• YOUR GOAL: For this task, copy the data that follows exactly, keeping every character.

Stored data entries
=== Section Start ===
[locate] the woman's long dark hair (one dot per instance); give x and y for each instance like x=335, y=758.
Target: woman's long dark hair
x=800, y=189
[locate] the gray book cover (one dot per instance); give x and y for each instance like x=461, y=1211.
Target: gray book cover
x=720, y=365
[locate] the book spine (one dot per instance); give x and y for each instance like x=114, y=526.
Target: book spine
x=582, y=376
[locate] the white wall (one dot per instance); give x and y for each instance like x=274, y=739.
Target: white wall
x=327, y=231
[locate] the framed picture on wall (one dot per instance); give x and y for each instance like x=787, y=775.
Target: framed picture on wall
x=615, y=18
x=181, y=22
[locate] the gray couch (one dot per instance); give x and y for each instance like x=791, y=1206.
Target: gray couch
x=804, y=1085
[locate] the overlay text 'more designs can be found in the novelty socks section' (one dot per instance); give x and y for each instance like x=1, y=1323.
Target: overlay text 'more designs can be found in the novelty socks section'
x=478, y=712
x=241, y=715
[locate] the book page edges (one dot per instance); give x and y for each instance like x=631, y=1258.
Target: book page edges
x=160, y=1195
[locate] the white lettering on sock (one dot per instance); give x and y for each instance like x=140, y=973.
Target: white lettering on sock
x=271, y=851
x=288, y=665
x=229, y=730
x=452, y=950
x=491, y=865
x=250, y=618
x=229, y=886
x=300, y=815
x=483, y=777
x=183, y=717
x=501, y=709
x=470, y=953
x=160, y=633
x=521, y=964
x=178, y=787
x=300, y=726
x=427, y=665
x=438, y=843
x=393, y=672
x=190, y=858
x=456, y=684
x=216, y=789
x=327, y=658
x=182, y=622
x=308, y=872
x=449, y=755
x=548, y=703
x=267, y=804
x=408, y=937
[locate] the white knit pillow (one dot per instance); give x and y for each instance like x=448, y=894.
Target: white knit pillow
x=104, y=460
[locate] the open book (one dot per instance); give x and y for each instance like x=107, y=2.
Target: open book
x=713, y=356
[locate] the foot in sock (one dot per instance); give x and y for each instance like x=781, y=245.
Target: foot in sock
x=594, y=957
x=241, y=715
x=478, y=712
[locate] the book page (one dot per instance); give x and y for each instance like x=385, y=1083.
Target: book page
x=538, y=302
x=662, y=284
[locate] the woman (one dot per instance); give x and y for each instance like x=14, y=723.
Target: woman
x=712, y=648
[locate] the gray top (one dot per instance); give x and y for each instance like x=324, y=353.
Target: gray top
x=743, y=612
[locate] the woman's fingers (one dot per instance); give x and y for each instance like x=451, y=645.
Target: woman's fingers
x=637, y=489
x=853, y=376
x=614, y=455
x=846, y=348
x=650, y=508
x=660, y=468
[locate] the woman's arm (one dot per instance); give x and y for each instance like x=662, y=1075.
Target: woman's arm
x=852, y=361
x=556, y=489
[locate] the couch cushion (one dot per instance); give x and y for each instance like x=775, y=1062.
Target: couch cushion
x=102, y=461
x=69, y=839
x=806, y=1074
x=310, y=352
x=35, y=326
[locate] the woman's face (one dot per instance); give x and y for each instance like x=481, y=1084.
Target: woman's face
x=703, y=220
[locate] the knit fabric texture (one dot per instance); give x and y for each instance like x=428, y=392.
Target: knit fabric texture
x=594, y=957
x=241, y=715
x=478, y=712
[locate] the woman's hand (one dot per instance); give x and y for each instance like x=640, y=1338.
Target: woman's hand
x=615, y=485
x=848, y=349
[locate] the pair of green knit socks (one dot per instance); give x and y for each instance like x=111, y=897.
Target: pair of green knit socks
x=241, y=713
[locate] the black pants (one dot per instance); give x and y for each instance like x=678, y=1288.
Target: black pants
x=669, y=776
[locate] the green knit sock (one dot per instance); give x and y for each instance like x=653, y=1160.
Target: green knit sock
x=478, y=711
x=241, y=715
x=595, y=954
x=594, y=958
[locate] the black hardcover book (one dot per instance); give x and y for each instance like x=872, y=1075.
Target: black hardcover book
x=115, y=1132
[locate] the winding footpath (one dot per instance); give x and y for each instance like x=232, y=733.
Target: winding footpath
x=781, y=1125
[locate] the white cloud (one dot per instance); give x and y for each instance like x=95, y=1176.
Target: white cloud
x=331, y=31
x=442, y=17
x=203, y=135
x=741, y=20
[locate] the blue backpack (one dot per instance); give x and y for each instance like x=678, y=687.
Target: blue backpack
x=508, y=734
=== Section End ===
• EXERCISE OUTPUT:
[locate] the woman's long dark hair (one dot per instance); give x and y for each instance like x=335, y=758.
Target: woman's long dark hair
x=800, y=189
[locate] the gray book cover (one dot per instance); give x and y for each instance like x=461, y=1211.
Target: gray book cover
x=720, y=365
[locate] the book spine (one dot per instance); give x and y for each instance like x=114, y=526.
Target: book spine
x=582, y=376
[locate] the white wall (one dot per instance); give x and y for each instance like x=274, y=739.
Target: white wall
x=327, y=231
[locate] the framed picture on wall (one dot per instance); give x and y for each instance like x=787, y=775.
Target: framed picture on wall
x=615, y=18
x=181, y=22
[locate] the gray couch (one dot per instance); give x and y for each instance like x=791, y=1206.
Target: gray couch
x=804, y=1085
[locate] the overlay text 'more designs can be found in the novelty socks section' (one dot per instance); give x and y for each instance like x=1, y=1323.
Target: overlay text 'more designs can be found in the novelty socks section'
x=478, y=712
x=241, y=715
[locate] the book page edges (one dot per instance); give x and y for each instance like x=631, y=1258.
Target: book page edges
x=160, y=1195
[locate] the white lettering on sock (one dot per instance); give x and y for each instance like x=140, y=973.
Target: white lettering on sock
x=271, y=851
x=288, y=665
x=229, y=730
x=452, y=950
x=491, y=865
x=250, y=618
x=229, y=886
x=300, y=815
x=483, y=777
x=183, y=717
x=501, y=709
x=470, y=953
x=160, y=633
x=521, y=964
x=178, y=787
x=300, y=726
x=427, y=665
x=438, y=843
x=393, y=672
x=190, y=858
x=456, y=684
x=216, y=789
x=327, y=658
x=182, y=622
x=308, y=872
x=449, y=755
x=548, y=703
x=267, y=804
x=408, y=937
[locate] the white knit pillow (one dot per instance); give x and y for each instance like x=448, y=894.
Target: white knit pillow
x=104, y=460
[locate] the open book (one dot per instance); give x and y for each instance like x=107, y=2.
Target: open book
x=713, y=356
[locate] the foot in sock (one dot per instance); give x and y for each instance like x=781, y=245.
Target: foot in sock
x=594, y=957
x=241, y=715
x=478, y=712
[locate] the book page (one dot per instance); give x and y for each instance like x=385, y=1083.
Target: book page
x=538, y=302
x=662, y=284
[locate] the woman (one dot per instance); give x and y for each instance like x=14, y=723.
Target: woman
x=712, y=648
[locate] the gray top (one dot per instance); give x and y for each instance like x=324, y=353.
Target: gray top
x=743, y=612
[locate] the woman's fingers (one dot per instance); give x and y for each instance like x=451, y=645.
Target: woman's fingers
x=637, y=489
x=853, y=376
x=614, y=455
x=846, y=348
x=650, y=508
x=660, y=468
[locate] the woman's arm (one dot per instance); give x and y for each instance like x=662, y=1075.
Target: woman's arm
x=852, y=361
x=556, y=489
[locate] the couch cushion (one dot per instance); give x and y for each instance like x=775, y=1062.
Target: couch cushion
x=102, y=461
x=69, y=839
x=806, y=1074
x=310, y=352
x=35, y=326
[locate] the woman's face (one dot per instance); give x and y for each instance like x=481, y=1084.
Target: woman's face
x=703, y=220
[locate] the knit fabric texture (one dot per instance); give x and y for each instance like x=428, y=392.
Target: knit fabric texture
x=594, y=957
x=241, y=715
x=478, y=712
[locate] the woman's hand (one dot per instance); give x and y for each instance like x=640, y=1338.
Target: woman's hand
x=615, y=485
x=848, y=349
[locate] the pair of green knit socks (one dot per instance); give x and y for each instance like x=111, y=897.
Target: pair of green knit socks
x=241, y=713
[locate] the black pants (one dot per instance); give x and y for each instance like x=678, y=1288.
Target: black pants
x=669, y=776
[locate] the green knit sock (one dot per instance); give x and y for each instance like x=653, y=1160.
Target: green knit sock
x=478, y=711
x=241, y=715
x=595, y=954
x=594, y=958
[locate] the black hardcover book (one dot per instance); give x and y for each instance like x=872, y=1075.
Target: black hardcover book
x=115, y=1132
[locate] the winding footpath (one dot per instance); give x and y for each instance like x=232, y=733.
Target: winding footpath
x=781, y=1125
[locate] the white cloud (one dot per instance); give x and y for each instance like x=95, y=1176.
Target: white cloud
x=331, y=31
x=442, y=17
x=203, y=135
x=741, y=20
[locate] the blue backpack (one dot per instance); give x and y for each instance like x=678, y=687.
Target: blue backpack
x=508, y=734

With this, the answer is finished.